**ZITIERTER ABSCHNITT**
-- -- --

Das Elend der Mallorca-Deutschen: „Ich brauche anwaltliche Hilfe, habe aber leider kein Geld“



Veröffentlicht am 5. Februar 2013 von

Kathedrale Son Seu, Palma de Mallorca

Seit vielen Jahren bin ich regelmäßig auf Mallorca, wo ich früher auch einmal eine Kanzlei betrieben habe. Ab und an vermittelt mir mein damaliger spanischer Partner Mandate von Mallorca-Deutschen, die strafrechtliche Probleme in Deutschland haben. Und allzu oft stellt sich dann heraus, dass sich das Elend, das sie aus Deutschland weggetrieben hat, auf der Sonneninsel fortsetzt und manchmal auch potenziert.

Heute habe ich mich in Palma recht spontan mit einer Landsfrau getroffen, die echte Nöte hat. Die Story ist für hiesige Verhältnisse nicht ungewöhnlich. Vor einem halben Jahrzehnt ist sie mit ihrer Rumpffamilie nach Mallorca gekommen, hat hier immer von der Hand in den Mund gelebt, sich an allen möglichen Jobs versucht, mehrfach die Wohnung gewechselt. Im Sommer findet sie meistens Arbeit, ihre inzwischen halbwegs erwachsene Tochter ebenfalls, im Winter muss sie sich arbeitslos melden und bezieht Stütze. Die reicht dann so gerade eben für die Miete und ein eher karges Leben. Finanzielle Reserven anlegen kann man da nicht. Vor einiger Zeit hat die Frau über eine Annonce einen Nebenjob angenommen, eine leichte Vermittlungstätigkeit, hieß es. Der Arbeitgeber sitzt angeblich in Deutschland, 400 Euro monatlich wollte er im Rahmen eines geringfügigen Beschäftigungsverhältnisses  zahlen.

Ach ja, und weil er keine Residencia in Spanien hat, bat er darum, für ihn ein Konto auf den eigenen Namen oder den Namen der Tochter zu eröffnen. Nur vorübergehend, versteht sich, bis er selbst kommen und ein Konto auf seinen Namen eröffnen kann. Und über dieses Konto lief dann Geld,  das die Frau gutgläubig, wie sie sagt, und naiv, wie sie auch sagt, per Bartransfer mit Western Union an den Mann weitergeleitet hat. An eine Andresse außerhalb Europas. Geld hat sie bislang nicht  bekommen, sagt sie, sie wurde immer wieder mit telefonischen Versprechungen hingehalten, persönlich gesehen hat sie den „Arbeitgeber“ nie. Der versprach ihr immer das Blaue vom Himmel, er werde kommen,  in Palma ein größeres Geschäft eröffnen, sie solle die Leitung übernehmen, es werde für beide eine gute Sache werden, eine win-win-Situation, und so weiter und so fort. Aber momentan brauche er jeden Cent aus den laufenden Geschäften, damit er alles anleiern könne. Das habe sie geglaubt, sagt die Frau.

-- -- --

**DATENAUSZÜGE**
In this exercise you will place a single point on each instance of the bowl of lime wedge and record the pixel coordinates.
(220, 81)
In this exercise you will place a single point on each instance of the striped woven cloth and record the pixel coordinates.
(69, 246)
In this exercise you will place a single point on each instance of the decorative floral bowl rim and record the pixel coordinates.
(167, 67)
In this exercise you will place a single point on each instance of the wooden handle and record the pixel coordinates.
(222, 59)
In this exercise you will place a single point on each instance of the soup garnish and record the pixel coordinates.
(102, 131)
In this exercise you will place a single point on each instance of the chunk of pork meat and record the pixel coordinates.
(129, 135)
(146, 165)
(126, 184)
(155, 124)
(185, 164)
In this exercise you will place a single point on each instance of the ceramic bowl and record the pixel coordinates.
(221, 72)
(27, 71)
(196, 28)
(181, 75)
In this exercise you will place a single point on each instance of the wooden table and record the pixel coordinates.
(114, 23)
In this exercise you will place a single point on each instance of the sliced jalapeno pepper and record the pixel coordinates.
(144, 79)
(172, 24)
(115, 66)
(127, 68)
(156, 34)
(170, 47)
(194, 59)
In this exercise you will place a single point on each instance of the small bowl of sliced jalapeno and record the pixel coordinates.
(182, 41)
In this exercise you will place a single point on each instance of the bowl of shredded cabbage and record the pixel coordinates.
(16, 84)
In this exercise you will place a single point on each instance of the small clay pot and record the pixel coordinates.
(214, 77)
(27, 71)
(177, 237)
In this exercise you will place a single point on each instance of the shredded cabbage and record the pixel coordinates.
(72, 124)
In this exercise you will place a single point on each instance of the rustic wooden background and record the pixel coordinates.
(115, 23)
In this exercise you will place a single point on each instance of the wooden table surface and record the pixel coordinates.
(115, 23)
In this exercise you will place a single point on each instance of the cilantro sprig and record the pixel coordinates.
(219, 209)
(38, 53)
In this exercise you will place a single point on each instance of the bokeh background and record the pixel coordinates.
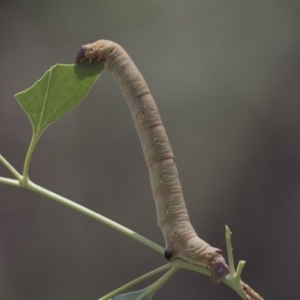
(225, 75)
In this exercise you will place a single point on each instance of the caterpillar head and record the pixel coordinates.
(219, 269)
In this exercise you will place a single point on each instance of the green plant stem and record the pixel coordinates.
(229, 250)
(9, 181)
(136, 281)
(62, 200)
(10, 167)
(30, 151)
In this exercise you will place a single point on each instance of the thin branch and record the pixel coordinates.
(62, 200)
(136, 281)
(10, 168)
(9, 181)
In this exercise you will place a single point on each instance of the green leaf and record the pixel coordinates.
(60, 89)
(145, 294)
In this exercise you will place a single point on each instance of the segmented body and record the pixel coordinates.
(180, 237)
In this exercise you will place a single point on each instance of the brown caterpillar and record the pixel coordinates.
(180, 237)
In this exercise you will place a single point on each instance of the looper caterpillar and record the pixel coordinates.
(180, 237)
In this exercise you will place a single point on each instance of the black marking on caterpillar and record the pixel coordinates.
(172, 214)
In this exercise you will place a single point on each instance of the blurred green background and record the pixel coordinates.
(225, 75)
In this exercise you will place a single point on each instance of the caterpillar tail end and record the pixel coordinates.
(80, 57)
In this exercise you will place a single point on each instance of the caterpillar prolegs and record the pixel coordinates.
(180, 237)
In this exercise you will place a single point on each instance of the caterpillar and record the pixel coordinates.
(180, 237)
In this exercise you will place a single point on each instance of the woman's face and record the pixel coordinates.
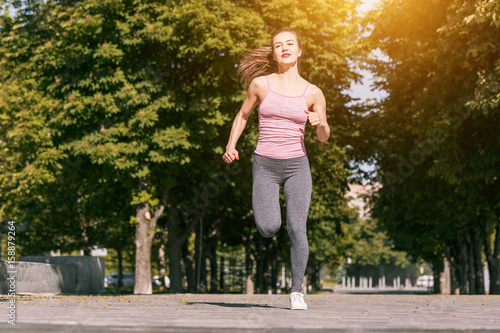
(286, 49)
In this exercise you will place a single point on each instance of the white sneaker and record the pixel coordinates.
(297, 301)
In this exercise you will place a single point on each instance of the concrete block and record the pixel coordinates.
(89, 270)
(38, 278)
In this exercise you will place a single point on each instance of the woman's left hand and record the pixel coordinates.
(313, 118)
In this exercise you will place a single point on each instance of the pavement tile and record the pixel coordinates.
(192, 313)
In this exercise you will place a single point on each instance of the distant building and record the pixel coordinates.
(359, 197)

-- -- --

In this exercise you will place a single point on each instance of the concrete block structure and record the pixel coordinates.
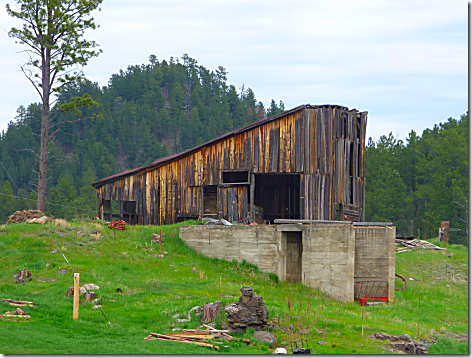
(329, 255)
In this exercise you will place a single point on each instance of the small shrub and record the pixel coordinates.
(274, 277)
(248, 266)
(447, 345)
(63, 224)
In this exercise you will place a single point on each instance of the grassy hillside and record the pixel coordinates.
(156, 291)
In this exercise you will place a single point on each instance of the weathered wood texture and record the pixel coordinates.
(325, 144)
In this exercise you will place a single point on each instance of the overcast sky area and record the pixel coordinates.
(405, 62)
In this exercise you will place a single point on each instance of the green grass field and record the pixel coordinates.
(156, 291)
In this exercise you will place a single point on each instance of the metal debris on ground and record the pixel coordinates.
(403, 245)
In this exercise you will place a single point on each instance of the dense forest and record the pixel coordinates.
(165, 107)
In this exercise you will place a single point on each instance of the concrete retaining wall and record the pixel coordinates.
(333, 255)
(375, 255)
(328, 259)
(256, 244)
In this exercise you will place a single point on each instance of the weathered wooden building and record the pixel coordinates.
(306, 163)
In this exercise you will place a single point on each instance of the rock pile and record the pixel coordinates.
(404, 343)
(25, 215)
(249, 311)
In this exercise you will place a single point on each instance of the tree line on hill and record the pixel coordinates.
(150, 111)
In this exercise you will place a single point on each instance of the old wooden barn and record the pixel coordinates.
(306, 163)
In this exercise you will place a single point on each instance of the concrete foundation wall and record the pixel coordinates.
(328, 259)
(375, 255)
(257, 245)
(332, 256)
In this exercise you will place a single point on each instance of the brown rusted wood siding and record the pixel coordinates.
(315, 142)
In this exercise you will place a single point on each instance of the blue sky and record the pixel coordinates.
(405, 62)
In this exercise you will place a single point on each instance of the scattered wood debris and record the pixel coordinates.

-- -- --

**DEINE AUFGABE**
Wiederhole bitte wörtlich den Abschnitt des Textes über die Mallorca-Deutschen zwischen „Kathedrale Son Seu, Palma“ und „manchmal auch potenziert.“, beide Stellen eingeschlossen.

**DEINE ANTWORT**
Kathedrale Son Seu, Palma de Mallorca

Seit vielen Jahren bin ich regelmäßig auf Mallorca, wo ich früher auch einmal eine Kanzlei betrieben habe. Ab und an vermittelt mir mein damaliger spanischer Partner Mandate von Mallorca-Deutschen, die strafrechtliche Probleme in Deutschland haben. Und allzu oft stellt sich dann heraus, dass sich das Elend, das sie aus Deutschland weggetrieben hat, auf der Sonneninsel fortsetzt und manchmal auch potenziert.